== What to do ==
Copy out each of the entries below word for word, line by line.

━━━ Dataset records

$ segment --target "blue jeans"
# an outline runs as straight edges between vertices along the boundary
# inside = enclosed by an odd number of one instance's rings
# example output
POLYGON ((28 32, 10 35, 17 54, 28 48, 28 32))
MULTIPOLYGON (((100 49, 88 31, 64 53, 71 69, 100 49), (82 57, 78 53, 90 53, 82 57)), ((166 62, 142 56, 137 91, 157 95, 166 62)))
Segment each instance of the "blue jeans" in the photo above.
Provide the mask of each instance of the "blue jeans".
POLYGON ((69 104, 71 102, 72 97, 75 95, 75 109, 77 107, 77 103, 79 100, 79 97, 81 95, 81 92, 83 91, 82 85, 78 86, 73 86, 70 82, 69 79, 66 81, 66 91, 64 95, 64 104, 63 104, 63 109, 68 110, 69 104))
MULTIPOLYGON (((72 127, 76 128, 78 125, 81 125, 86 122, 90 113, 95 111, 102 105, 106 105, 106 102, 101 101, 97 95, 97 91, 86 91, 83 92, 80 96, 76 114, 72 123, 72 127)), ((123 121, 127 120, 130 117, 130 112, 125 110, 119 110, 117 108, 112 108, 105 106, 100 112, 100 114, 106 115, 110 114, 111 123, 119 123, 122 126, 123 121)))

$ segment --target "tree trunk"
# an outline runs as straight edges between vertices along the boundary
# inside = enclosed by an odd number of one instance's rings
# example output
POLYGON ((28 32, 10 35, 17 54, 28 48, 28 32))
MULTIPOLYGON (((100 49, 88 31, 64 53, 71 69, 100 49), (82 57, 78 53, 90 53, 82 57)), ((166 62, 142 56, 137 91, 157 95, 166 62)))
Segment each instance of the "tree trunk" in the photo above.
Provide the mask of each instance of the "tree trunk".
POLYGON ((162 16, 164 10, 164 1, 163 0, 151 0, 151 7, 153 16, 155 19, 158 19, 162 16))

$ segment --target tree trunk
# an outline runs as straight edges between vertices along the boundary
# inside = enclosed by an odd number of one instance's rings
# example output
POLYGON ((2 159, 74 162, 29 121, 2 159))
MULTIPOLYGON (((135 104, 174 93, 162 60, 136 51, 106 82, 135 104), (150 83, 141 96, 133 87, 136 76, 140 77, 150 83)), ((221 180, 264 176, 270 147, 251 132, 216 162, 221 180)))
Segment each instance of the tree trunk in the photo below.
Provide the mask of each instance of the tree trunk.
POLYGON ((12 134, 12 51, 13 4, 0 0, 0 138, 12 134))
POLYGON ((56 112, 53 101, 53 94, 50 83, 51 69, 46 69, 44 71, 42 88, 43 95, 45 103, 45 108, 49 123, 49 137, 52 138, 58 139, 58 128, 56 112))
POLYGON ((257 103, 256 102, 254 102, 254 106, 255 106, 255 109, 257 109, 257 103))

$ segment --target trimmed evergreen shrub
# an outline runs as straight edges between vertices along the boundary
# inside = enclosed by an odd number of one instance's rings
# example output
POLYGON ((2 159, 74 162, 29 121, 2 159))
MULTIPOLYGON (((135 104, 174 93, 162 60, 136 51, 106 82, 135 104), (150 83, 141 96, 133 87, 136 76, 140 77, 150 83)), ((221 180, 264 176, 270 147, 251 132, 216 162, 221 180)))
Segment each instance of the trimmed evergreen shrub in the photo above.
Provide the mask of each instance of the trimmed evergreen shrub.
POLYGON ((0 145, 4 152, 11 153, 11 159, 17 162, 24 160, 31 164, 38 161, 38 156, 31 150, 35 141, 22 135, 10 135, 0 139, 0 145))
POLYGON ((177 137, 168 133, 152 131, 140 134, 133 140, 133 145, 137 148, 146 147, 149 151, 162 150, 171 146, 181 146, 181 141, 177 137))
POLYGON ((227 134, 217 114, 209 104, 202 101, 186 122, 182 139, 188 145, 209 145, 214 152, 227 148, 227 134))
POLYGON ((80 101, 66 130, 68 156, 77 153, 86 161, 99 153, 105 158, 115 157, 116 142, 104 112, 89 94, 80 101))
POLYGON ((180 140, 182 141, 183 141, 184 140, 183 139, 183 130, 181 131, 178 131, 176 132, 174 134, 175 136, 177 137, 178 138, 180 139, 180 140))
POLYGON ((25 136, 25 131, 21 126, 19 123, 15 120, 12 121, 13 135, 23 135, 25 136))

━━━━━━

== Final result ==
$ segment --target "blue jeans"
# an outline runs as straight edges between vertices along the boundary
# inside = enclosed by an odd number of one instance's rings
# example output
POLYGON ((28 32, 10 35, 17 54, 28 48, 28 32))
MULTIPOLYGON (((100 49, 88 31, 64 53, 71 69, 100 49), (82 57, 78 53, 90 53, 82 57)), ((166 62, 142 56, 137 91, 157 95, 166 62)))
Segment each instance of the "blue jeans" in the photo above.
Provide the mask of each instance of the "blue jeans".
POLYGON ((69 104, 71 102, 72 97, 75 95, 75 109, 77 107, 77 103, 79 100, 79 97, 81 95, 81 92, 83 91, 82 85, 78 86, 73 86, 70 82, 69 79, 66 81, 66 91, 64 95, 64 104, 63 104, 63 109, 68 110, 69 104))
MULTIPOLYGON (((72 127, 76 128, 78 125, 81 125, 86 122, 90 113, 95 111, 102 105, 106 105, 106 102, 101 101, 97 95, 97 91, 86 91, 83 92, 80 96, 76 114, 72 123, 72 127)), ((123 121, 127 120, 130 117, 130 112, 125 110, 119 110, 117 108, 112 108, 105 106, 100 112, 100 114, 106 115, 110 114, 111 123, 119 123, 122 126, 123 121)))

$ segment --target "tree trunk"
# an outline runs as straight edges between vertices along the boundary
# inside = enclosed by an odd number of one instance's rings
# example output
POLYGON ((28 32, 10 35, 17 54, 28 48, 28 32))
MULTIPOLYGON (((100 49, 88 31, 64 53, 71 69, 100 49), (82 57, 78 53, 90 53, 82 57)), ((166 62, 142 56, 137 91, 157 95, 166 62)))
Segment each instance of the "tree trunk" in the photo above.
Provide the mask of each instance of the "tree trunk".
POLYGON ((162 16, 164 10, 164 1, 163 0, 151 0, 151 7, 153 16, 155 19, 158 19, 162 16))

$ segment --target tree trunk
# an outline runs as straight edges between vertices along the boundary
# inside = enclosed by an odd number of one instance's rings
# example output
POLYGON ((2 159, 74 162, 29 121, 2 159))
MULTIPOLYGON (((135 104, 174 93, 162 60, 136 51, 106 82, 135 104), (150 83, 141 96, 133 87, 136 76, 140 77, 150 83)), ((221 180, 264 176, 270 147, 251 132, 216 162, 221 180)))
Segment each instance of the tree trunk in the photo below.
Provide the mask of each instance of the tree trunk.
POLYGON ((12 134, 12 51, 13 4, 0 0, 0 138, 12 134))
POLYGON ((56 112, 53 101, 53 94, 50 83, 51 69, 46 69, 44 71, 42 88, 43 95, 45 103, 45 108, 49 123, 49 137, 52 138, 58 139, 58 128, 56 112))
POLYGON ((257 103, 256 102, 254 102, 254 106, 255 106, 255 109, 257 109, 257 103))

$ segment --target trimmed evergreen shrub
# an outline runs as straight edges between vertices along the boundary
# inside = enclosed by an odd number of one instance's rings
# example output
POLYGON ((2 159, 74 162, 29 121, 2 159))
MULTIPOLYGON (((135 104, 174 93, 162 60, 136 51, 106 82, 135 104), (150 83, 141 96, 133 87, 136 76, 140 77, 150 83)), ((221 180, 264 176, 270 147, 251 132, 216 162, 221 180)))
Segment each instance of the trimmed evergreen shrub in the photo above.
Provide the mask of each instance of the trimmed evergreen shrub.
POLYGON ((0 145, 4 152, 11 153, 11 159, 17 162, 24 160, 31 164, 38 161, 38 156, 31 150, 35 141, 22 135, 10 135, 0 139, 0 145))
POLYGON ((177 137, 168 133, 152 131, 140 134, 133 140, 133 145, 137 148, 146 147, 149 151, 162 150, 171 146, 181 146, 181 141, 177 137))
POLYGON ((227 134, 217 114, 209 104, 202 101, 186 122, 182 139, 188 145, 209 145, 214 152, 227 148, 227 134))
POLYGON ((80 101, 66 130, 68 156, 77 153, 86 161, 99 153, 105 158, 115 157, 116 142, 104 112, 89 94, 80 101))
POLYGON ((180 140, 182 141, 183 141, 184 140, 183 139, 183 130, 181 131, 178 131, 176 132, 174 134, 175 136, 177 137, 178 138, 180 139, 180 140))
POLYGON ((25 136, 25 131, 21 126, 19 123, 15 120, 12 121, 13 135, 23 135, 25 136))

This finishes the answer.